Try it - Decide whether each statement agrees with the post on recovery after tumor surgery: (a) the writer's balance has fully returned to where it once was; (b) the numb spots on the writer's tongue affect taste; (c) the writer considers SSD the biggest handicap. Answer each with yes or no and quote the deciding words from the post.

Excerpted passage -
——

Good thread. Thanks for the idea, Sue.
I may not be the very best person to comment on this subject, based on the fact that I had only minor post-op symptoms. Not that this will stop me from commenting.
I was one of those fortunate folks who went through life with almost no medical problems - until my AN symptoms led to a (rare) doctor visit and an MRI. That, of course, led to the discovery of a large tumor, lots of angst, microsurgery, radiation and now, almost total recovery over a year later. I am thankful to God for His mercies.
I do have a few lingering symptoms but they are mild and easily ignored. If necessary, I work around them. My balance is good, very functional, but not yet where it once was (and may never be, again, I know) but I generally have no problem walking, going up and down stairs, etc. I have a few small 'numb' spots on the side of my tongue, occasionally on my lip, but I can ignore them as they do not affect talking, eating or taste. My left eye (the AN side) will feel a bit scratchy (the dreaded 'dry eye') if I get too tired or find myself in a breezy or windy environment, so I try to get my rest and avoid windy conditions whenever possible. That is my 'workaround'. I find my SSD to be my biggest handicap, yet I've had it so long now that I've fully adjusted and have incorporated it into my life. I'm just thankful that I had excellent hearing for almost 60 years. My tinnitus is a constant that I block out of my consciousness, for the most part.

——

Image point grounding data
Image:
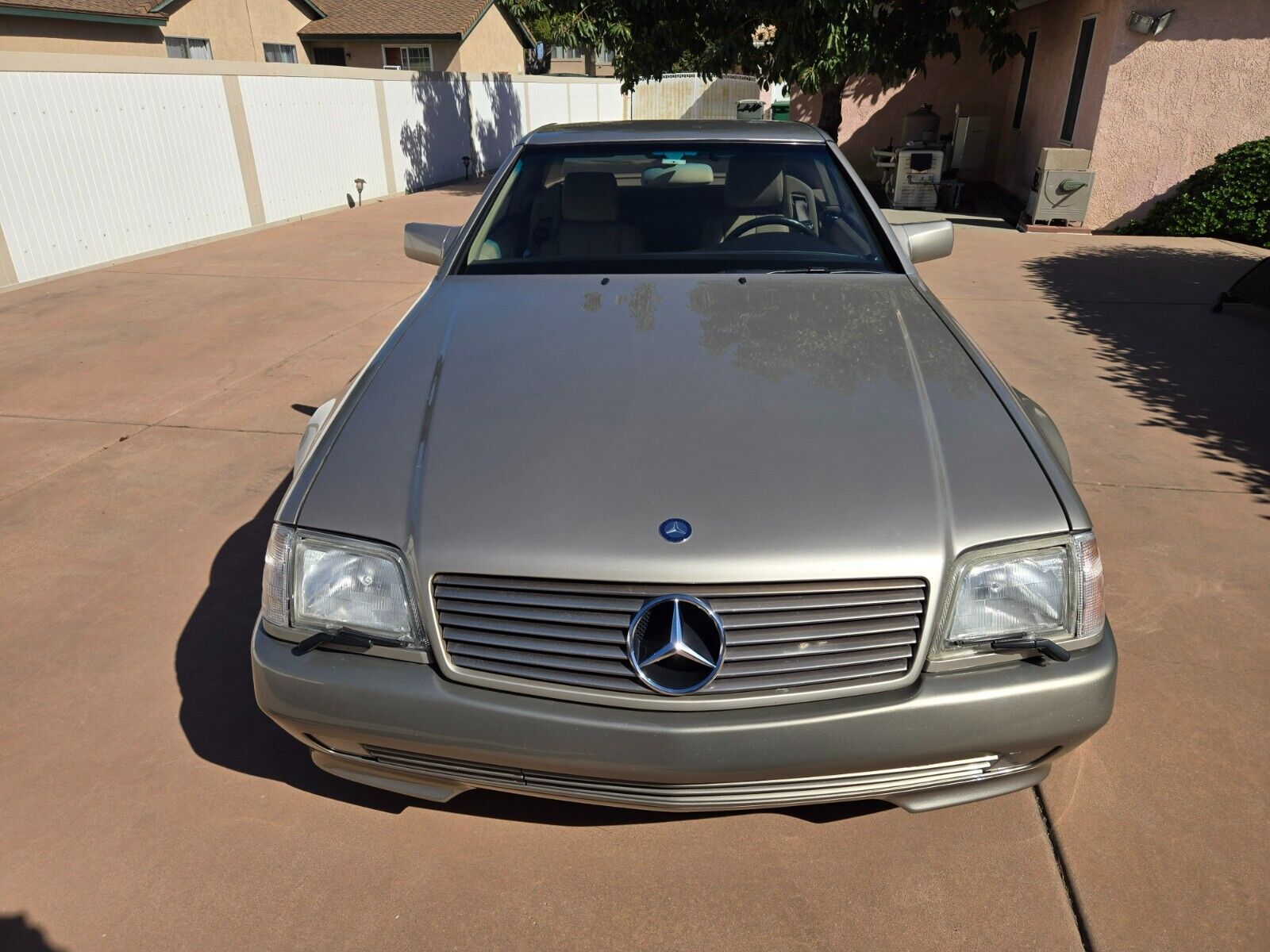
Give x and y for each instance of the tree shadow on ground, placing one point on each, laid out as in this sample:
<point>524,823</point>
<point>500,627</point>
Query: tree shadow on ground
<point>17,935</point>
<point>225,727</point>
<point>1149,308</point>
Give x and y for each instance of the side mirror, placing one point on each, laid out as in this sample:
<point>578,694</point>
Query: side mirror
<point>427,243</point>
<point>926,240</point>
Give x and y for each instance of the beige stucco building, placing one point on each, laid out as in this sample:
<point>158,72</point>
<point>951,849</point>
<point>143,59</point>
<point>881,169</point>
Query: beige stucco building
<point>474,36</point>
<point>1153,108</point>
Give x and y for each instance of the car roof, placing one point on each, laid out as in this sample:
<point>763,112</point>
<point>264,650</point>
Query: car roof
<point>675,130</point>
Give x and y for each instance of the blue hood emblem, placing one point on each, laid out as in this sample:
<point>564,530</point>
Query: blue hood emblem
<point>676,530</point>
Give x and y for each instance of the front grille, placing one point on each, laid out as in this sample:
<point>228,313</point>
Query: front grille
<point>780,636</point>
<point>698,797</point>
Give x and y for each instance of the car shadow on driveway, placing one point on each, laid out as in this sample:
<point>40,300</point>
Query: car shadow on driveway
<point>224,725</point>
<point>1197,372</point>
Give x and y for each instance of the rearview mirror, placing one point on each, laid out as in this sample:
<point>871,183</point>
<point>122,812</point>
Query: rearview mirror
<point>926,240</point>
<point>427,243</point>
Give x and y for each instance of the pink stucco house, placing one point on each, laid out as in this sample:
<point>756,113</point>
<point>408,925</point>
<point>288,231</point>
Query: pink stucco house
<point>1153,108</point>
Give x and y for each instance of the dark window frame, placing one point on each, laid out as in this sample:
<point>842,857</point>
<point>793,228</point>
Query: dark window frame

——

Answer to the exercise -
(a) No: "My balance is good, very functional, but not yet where it once was"
(b) No: "I can ignore them as they do not affect talking, eating or taste"
(c) Yes: "I find my SSD to be my biggest handicap"